[The tasks]:
1. Answer these questions about the abstract on women's speech in rural and insular communities:
(a) According to the abstract, what did traditional dialectology prioritize analyzing?
(b) How far off the south-west British mainland are the Isles of Scilly situated?
(c) What are the two competing personas on the islands named in the abstract?
2. Retype the passage of the abstract on women's speech in rural and insular communities from "The place of" down to "attribute to them.", keeping every character unchanged.
3. Continue the abstract on women's speech in rural and insular communities, picking up after its final sentence.

[Selected excerpt]:
The place of women: Beyond the stereotypes of rural and insular speech communities

Abstract

It is well known that traditional dialectology prioritised the analysis of rural, working class males’ speech on the basis that it better reflected older forms of the language. The advent of variationist sociolinguistics led to more inclusive datasets that analysed a more diverse range of speakers. However, the fetishisation of the working class male – especially in rural or insular communities (Britain 2017) – continues. In this paper I argue that this is because of the language features we choose to study and the place-based social meanings we attribute to them.

This talk draws on data from a sociolinguistic study of the Isles of Scilly, a group of islands situated 28 miles off the south-west British mainland. My previous research on the islands (Moore & Carter 2015; 2017; 2018) analysed variations in vowel pronunciation (in the TRAP/BATH and MOUTH/PRICE lexical sets) to suggest that there are two competing personas on the islands: the Educated Scillonian and the Knowledgeable Local. Falling for the traditional trope of rural life, I associated these personas with prototypically male social and linguistic practices.

[Supplied data]:
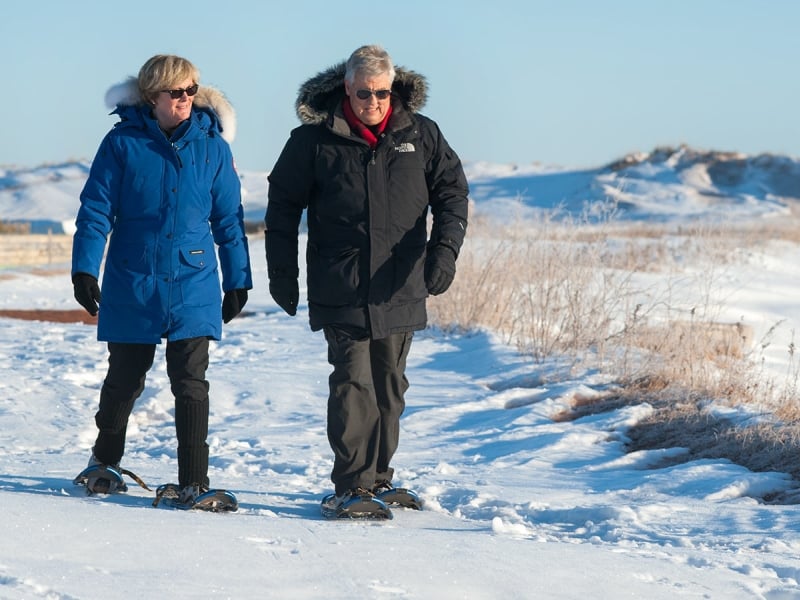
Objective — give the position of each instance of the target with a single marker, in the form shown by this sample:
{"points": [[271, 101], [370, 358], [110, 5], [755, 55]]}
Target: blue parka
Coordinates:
{"points": [[165, 203]]}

[Response list]:
1.
(a) The speech of rural, working class males.
(b) 28 miles.
(c) The Educated Scillonian and the Knowledgeable Local.

2.
The place of women: Beyond the stereotypes of rural and insular speech communities

Abstract

It is well known that traditional dialectology prioritised the analysis of rural, working class males’ speech on the basis that it better reflected older forms of the language. The advent of variationist sociolinguistics led to more inclusive datasets that analysed a more diverse range of speakers. However, the fetishisation of the working class male – especially in rural or insular communities (Britain 2017) – continues. In this paper I argue that this is because of the language features we choose to study and the place-based social meanings we attribute to them.

3.
The choice of variables I studied was determined by previous research on the south-west of England and on other insular communities. However, in this paper, I build on work by Maegaard (2019) to ask: how might we view rural and insular communities differently if we pay more attention to a broader range of linguistic practices, rather than just focusing on the variants associated with traditional dialects? In particular, I argue that what makes language socially meaningful is not just how distinctive a variant is from the standard variety, but how marked a linguistic variant is in certain interactions. Starting with ‘markedness’ (a concept drawn from pragmatics (Horn 1984: 22; Davis & Potts 2010; Acton 2021) forces the sociolinguist to focus on the interactional significance of variable language use, rather than reproducing the sociolinguistic stereotypes of rural life. Building on these ideas, I’ll propose a mode of analysis that places women back into the centre of narratives about language variation on the Isles of Scilly.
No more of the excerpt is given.